Settlement Agreement

This settlement agreement entered into this day by and between the ForcumJames Company of Dyersburg, Tennessee, agent, and hereinafter known as Party of the First Part, and Clark, Kearney & Stark, a partnership doing business as a contracting company and having it's main office in St. Louis, Missouri and hereinafter known as Party of the Second Part.

Witnesseth, that whereas Party of the First Part acting as agent for the said Clark, Kearney & Stark and the Pioneer Contracting Company of Dyersburg, Tennessee and the Forcum-James Construction Company of Dyersburg, Tennessee did negotiate a contract with E. I. duPont de Nemours & Company of Charlestown, Indiana on September 7th, 1940, for certain work to be done in connection with the construction of the plant for the Indiana Powder Company, whereby each of the said above companies were to receive their proportionate part of the profits, or were to assume their proportionate part of the losses.

Witnesseth further that the work now is substantially completed but final accounting cannot be made at present time.

▶ _GIVEN REQUEST 1_:
Answer these questions about the settlement agreement, each on its own line:
(a) In which city and state does Clark, Kearney & Stark have its main office?
(b) On what date was the contract with E. I. duPont de Nemours & Company negotiated?
(c) The work was for the construction of the plant for which company?
▶ _GIVEN REQUEST 2_:
In the settlement agreement, swap "substantially" for "largely" and write out the part that opens with the words "Witnesseth, that whereas" and closes with "at present time.".
▶ _GIVEN REQUEST 3_:
Please finish out the next part of the settlement agreement text, starting after its last sentence.

▶ _DATA BLOCK_:

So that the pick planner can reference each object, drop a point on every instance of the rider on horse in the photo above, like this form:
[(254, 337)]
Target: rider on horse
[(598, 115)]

▶ _WRITTEN ANSWER 1_:
(a) St. Louis, Missouri
(b) September 7th, 1940
(c) The Indiana Powder Company

▶ _WRITTEN ANSWER 2_:
Witnesseth, that whereas Party of the First Part acting as agent for the said Clark, Kearney & Stark and the Pioneer Contracting Company of Dyersburg, Tennessee and the Forcum-James Construction Company of Dyersburg, Tennessee did negotiate a contract with E. I. duPont de Nemours & Company of Charlestown, Indiana on September 7th, 1940, for certain work to be done in connection with the construction of the plant for the Indiana Powder Company, whereby each of the said above companies were to receive their proportionate part of the profits, or were to assume their proportionate part of the losses.

Witnesseth further that the work now is largely completed but final accounting cannot be made at present time.

▶ _WRITTEN ANSWER 3_:
Witnesseth further that a profit is indicated from this joint venture and Party of the Second Part desires to make final settlement in order that they may have immediate use of the monies to which they are entitled. Party of the Second Part also desires to be relieved of any further responsibility in connection with the said project.

Therefore in consideration of being relieved of any further responsibility in connection with this joint venture, and in consideration of having immediate use of their portion of the monies derived from this said contract, the said Clark, Kearney & Stark Party of the Second Part hereby agrees to accept the amount of One Hundred and Fifty Thousand ($150,000.00) Dollars as full and complete and final settlement of all claims whatsoever, and it is further agreed that said Party of the Second Part is hereby relieved from any further responsibility for maintenance and completion.

It is further agreed that Party of the Second Part has a remaining balance of Seventy-five Hundred ($7,500.00) Dollars which was deposited with Party of the First Part as operating capitol in this joint venture, and that said Seventy-five Hundred ($7,500.00) Dollars is to be returned to said Party of the Second Part upon the execution of this settlement agreement, and the receipt of which is hereby acknowledged.